Work to be completed.
If a line in the entries below includes the string "throw", copy it out.

-.-.-

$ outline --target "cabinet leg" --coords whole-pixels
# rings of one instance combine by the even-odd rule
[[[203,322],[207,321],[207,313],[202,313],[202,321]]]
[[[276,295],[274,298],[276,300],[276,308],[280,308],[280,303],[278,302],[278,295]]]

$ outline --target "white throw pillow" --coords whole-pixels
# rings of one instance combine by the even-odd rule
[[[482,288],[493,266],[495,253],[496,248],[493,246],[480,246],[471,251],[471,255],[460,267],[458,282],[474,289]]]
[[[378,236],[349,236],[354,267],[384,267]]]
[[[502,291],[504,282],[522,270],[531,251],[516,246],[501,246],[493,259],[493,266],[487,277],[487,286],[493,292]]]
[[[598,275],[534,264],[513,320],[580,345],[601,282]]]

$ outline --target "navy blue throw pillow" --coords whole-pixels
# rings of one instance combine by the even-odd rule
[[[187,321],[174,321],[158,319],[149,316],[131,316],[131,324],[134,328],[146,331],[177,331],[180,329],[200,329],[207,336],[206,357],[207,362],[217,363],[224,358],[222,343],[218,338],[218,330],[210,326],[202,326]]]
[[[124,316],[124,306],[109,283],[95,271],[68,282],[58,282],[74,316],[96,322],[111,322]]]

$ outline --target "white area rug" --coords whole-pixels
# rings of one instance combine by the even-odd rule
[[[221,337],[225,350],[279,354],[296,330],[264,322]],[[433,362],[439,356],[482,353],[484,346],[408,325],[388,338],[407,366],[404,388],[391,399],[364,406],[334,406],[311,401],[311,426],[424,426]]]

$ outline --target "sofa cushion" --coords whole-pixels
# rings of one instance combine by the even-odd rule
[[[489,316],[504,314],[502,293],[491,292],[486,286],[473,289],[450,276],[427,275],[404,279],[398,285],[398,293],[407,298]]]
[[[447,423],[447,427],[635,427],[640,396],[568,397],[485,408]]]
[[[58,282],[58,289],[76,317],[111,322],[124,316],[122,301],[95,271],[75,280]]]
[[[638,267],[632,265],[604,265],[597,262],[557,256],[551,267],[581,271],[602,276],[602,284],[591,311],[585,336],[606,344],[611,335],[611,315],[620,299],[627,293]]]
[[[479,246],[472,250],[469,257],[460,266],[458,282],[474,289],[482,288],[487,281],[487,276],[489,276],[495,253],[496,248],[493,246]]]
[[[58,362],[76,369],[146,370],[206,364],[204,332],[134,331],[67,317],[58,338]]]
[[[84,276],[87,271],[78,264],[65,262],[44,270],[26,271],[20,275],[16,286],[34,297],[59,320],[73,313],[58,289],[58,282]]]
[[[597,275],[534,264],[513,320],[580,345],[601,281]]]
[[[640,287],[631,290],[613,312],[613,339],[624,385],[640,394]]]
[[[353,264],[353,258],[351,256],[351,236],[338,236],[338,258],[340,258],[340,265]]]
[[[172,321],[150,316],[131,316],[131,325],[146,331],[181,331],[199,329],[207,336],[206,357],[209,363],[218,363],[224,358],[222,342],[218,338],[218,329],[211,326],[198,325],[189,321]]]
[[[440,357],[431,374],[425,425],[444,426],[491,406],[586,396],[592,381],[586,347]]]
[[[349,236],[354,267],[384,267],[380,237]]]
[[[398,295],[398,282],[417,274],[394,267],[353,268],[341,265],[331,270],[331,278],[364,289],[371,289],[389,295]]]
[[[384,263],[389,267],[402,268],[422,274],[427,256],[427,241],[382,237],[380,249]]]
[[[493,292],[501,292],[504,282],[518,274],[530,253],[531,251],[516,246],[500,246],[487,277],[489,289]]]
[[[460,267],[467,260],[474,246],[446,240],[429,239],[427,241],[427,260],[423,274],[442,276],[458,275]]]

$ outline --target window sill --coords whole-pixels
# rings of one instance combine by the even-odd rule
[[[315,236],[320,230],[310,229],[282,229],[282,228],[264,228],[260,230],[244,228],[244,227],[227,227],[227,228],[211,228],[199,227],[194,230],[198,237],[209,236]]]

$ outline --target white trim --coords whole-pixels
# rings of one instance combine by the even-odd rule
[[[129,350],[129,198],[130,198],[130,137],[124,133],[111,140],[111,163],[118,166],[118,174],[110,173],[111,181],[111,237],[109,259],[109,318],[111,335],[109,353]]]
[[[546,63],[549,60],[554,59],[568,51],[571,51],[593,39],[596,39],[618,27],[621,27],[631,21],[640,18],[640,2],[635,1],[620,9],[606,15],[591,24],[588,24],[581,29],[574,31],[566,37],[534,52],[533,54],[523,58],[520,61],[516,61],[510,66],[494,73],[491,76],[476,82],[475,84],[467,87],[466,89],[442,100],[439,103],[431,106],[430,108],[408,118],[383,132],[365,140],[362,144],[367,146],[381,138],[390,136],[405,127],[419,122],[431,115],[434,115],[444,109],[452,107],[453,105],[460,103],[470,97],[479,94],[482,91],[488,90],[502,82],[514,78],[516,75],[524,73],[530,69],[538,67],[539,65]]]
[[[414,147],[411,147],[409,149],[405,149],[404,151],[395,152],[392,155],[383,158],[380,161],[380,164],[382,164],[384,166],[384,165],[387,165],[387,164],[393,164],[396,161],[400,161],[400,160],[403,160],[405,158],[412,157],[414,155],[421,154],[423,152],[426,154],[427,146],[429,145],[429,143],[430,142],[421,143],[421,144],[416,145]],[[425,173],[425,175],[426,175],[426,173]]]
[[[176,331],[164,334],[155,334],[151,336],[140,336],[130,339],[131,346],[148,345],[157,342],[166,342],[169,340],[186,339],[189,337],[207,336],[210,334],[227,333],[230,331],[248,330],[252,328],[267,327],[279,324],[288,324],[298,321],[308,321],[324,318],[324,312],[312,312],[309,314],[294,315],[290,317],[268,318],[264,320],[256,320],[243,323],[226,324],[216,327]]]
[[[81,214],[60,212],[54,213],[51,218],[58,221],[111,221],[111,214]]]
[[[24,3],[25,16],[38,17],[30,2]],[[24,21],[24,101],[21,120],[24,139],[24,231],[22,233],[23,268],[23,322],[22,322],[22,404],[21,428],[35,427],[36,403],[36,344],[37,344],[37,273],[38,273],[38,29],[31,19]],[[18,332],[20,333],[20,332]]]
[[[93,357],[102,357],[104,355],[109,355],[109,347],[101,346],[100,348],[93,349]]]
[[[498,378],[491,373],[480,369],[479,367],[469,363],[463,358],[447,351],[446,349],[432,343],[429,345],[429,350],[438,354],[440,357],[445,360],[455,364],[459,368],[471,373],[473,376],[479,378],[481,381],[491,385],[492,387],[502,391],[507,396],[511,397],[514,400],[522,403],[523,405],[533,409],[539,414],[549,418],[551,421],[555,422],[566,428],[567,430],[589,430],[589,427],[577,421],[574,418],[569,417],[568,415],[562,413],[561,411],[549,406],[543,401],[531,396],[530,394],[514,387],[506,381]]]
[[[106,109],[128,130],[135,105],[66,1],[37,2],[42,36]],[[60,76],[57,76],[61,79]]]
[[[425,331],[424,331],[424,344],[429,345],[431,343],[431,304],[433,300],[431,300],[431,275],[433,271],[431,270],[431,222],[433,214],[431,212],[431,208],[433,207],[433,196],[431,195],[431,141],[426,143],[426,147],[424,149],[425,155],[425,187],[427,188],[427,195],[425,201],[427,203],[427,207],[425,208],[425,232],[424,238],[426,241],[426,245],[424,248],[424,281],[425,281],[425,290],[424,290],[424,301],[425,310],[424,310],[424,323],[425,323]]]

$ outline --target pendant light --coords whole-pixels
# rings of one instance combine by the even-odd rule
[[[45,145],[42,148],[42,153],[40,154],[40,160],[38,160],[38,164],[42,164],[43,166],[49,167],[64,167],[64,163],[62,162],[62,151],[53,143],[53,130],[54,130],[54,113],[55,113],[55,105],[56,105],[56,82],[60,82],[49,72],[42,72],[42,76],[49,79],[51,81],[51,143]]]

-.-.-

Completed task.
$ outline --target "white throw pillow" --coords whole-pixels
$ outline --target "navy blue throw pillow" --coords whole-pixels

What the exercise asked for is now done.